Entries from a data source:

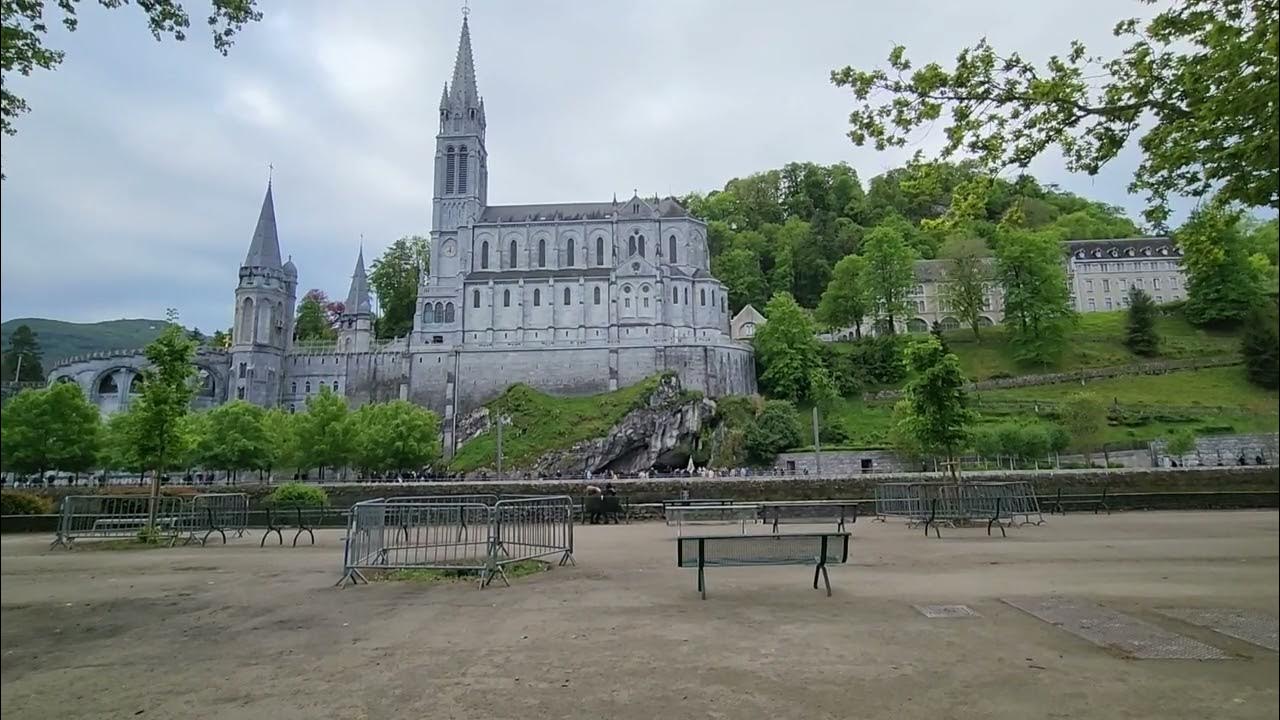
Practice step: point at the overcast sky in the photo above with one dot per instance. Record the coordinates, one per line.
(135, 182)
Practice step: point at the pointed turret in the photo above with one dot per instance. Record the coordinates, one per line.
(357, 297)
(462, 90)
(264, 250)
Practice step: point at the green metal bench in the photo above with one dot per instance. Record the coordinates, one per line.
(746, 551)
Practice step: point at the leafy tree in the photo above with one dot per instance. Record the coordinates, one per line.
(967, 278)
(846, 302)
(394, 436)
(167, 391)
(1221, 283)
(740, 270)
(311, 322)
(789, 351)
(775, 429)
(936, 413)
(323, 436)
(1037, 300)
(394, 278)
(890, 273)
(1141, 336)
(1261, 347)
(24, 27)
(1084, 417)
(234, 438)
(1198, 82)
(54, 428)
(21, 361)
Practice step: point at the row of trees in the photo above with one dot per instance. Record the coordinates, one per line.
(56, 428)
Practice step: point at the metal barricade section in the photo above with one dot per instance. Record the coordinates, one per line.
(456, 533)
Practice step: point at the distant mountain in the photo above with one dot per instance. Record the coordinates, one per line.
(60, 340)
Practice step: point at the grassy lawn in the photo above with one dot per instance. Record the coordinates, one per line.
(540, 423)
(1096, 341)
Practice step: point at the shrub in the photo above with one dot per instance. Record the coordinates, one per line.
(16, 502)
(297, 495)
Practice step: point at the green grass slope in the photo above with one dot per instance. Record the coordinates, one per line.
(59, 340)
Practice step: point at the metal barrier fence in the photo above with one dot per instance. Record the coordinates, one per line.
(956, 504)
(456, 533)
(115, 516)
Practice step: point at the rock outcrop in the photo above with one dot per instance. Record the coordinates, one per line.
(661, 432)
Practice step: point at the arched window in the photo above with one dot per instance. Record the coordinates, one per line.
(462, 169)
(449, 168)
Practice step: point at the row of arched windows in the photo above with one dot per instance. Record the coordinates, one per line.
(456, 169)
(438, 313)
(635, 246)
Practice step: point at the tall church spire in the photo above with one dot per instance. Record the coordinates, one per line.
(357, 297)
(462, 91)
(264, 250)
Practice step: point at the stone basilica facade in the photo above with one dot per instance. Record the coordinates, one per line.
(572, 299)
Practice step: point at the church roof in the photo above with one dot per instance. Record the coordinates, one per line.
(264, 250)
(357, 297)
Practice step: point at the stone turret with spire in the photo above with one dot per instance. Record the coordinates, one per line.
(356, 323)
(263, 329)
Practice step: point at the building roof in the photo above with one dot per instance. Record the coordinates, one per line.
(264, 250)
(543, 212)
(357, 297)
(1123, 247)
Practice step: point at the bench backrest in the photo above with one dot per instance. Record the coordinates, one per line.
(808, 548)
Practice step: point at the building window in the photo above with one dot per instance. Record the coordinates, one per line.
(462, 169)
(449, 165)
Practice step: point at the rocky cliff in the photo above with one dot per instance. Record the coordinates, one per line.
(659, 431)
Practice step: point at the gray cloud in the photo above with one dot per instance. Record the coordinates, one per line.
(135, 182)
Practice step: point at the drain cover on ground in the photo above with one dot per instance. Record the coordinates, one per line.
(1107, 628)
(946, 610)
(1248, 625)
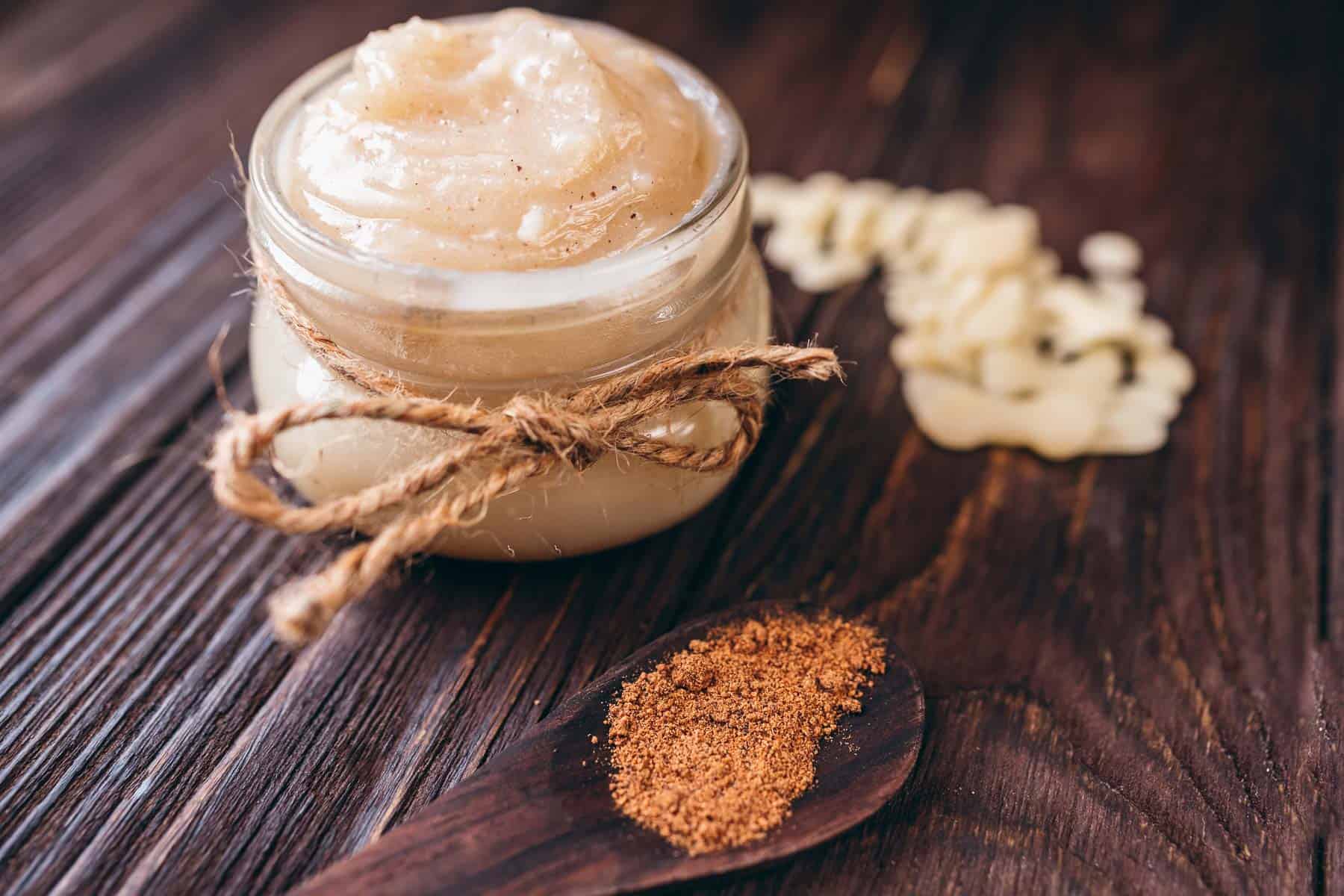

### Written task:
How many lines in the entries above contain the word "building", matching case exactly? Reply with the number alone.

### The response:
2